=== Text under study ===
────────────────────
The Edinburgh airport is small, but even so, my Ryan Air flight is parked at some distance to the terminal. For a minute, I wonder if they’ll charge us for the bus ride in. [In case you don’t know, Ryan Air is the Walmart of the airline industry: the flights are very cheap; but you have to be careful – everything is subject to a surcharge: sending luggage through, the weight of each bag, the order in which you want to board the plane, the water you drink on it – everything.]
I scan the grounds and notice that there are only a couple of planes at the gates. None of them Air France.
But as the bus pulls up to the terminal, I see the familiar Air France logo taxing toward us. And so I am not surprised when at passport control, the person behind me is Ed, arriving after a series of connections from Madison.
It is damn cold here. 51F feels very nippy after the heat of Bologna. I notice that even the locals are in their woolies. But I also notice that it’s not raining.
I had briefly lived in Edinburgh more than thirty years ago, when my then husband was working on his dissertation on the Scottish Enlightenment. I remember very many wonderful things about the place, but I also remember the rain. You could start the day without it, but sooner or later a nice black cloud would roll in and dump its wet stuff on you.
Today, however, there is (occasional) sunshine.
────────────────────
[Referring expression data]
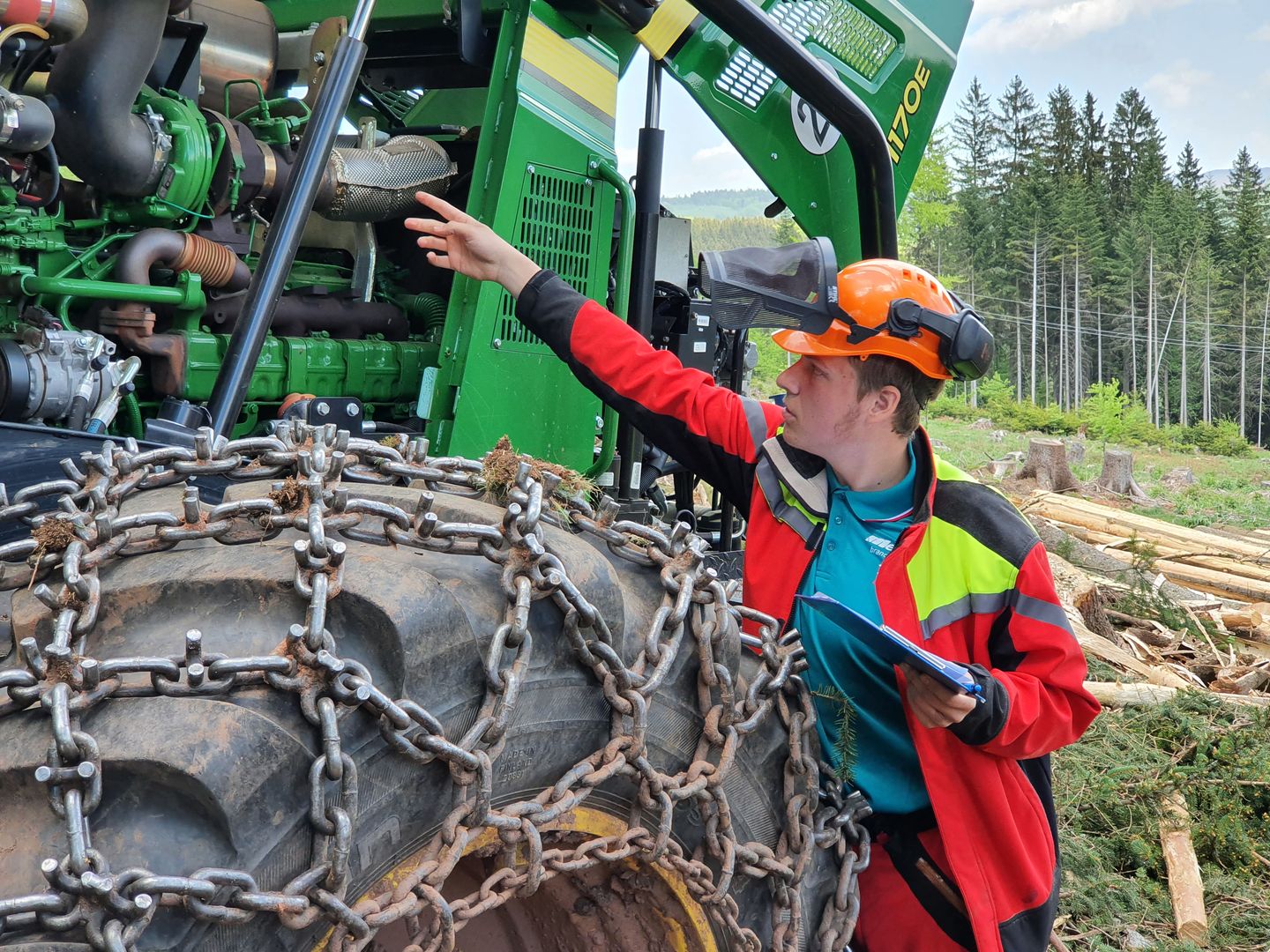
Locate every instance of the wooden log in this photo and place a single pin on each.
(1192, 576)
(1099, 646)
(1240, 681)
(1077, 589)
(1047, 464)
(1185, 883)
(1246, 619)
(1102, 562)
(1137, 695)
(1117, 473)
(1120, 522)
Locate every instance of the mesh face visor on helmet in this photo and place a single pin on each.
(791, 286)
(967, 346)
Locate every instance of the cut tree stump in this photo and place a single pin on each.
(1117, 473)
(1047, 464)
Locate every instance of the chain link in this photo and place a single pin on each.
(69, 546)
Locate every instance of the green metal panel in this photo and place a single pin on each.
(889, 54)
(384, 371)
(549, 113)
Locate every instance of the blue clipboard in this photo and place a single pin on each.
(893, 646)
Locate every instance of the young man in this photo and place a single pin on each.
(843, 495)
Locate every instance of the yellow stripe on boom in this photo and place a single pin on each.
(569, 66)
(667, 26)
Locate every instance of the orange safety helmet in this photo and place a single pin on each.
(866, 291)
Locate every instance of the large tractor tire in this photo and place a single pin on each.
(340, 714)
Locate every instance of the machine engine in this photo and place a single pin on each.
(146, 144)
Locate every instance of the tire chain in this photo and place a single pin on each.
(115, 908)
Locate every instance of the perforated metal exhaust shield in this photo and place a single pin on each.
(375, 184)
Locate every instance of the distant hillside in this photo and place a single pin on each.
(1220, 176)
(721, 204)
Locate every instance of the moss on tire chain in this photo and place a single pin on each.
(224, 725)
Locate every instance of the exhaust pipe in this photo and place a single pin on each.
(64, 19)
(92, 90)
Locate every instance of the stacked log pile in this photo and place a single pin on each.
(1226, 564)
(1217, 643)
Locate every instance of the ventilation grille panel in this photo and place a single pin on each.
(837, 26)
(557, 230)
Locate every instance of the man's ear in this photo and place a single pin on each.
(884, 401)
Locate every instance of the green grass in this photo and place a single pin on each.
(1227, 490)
────────────────────
=== What to produce ===
Edit the piece about arriving in Edinburgh between "It is damn cold" and "stuff on you.", inclusive, putting "sweaters" wherever "woolies" appears.

=== Written response ===
It is damn cold here. 51F feels very nippy after the heat of Bologna. I notice that even the locals are in their sweaters. But I also notice that it’s not raining.
I had briefly lived in Edinburgh more than thirty years ago, when my then husband was working on his dissertation on the Scottish Enlightenment. I remember very many wonderful things about the place, but I also remember the rain. You could start the day without it, but sooner or later a nice black cloud would roll in and dump its wet stuff on you.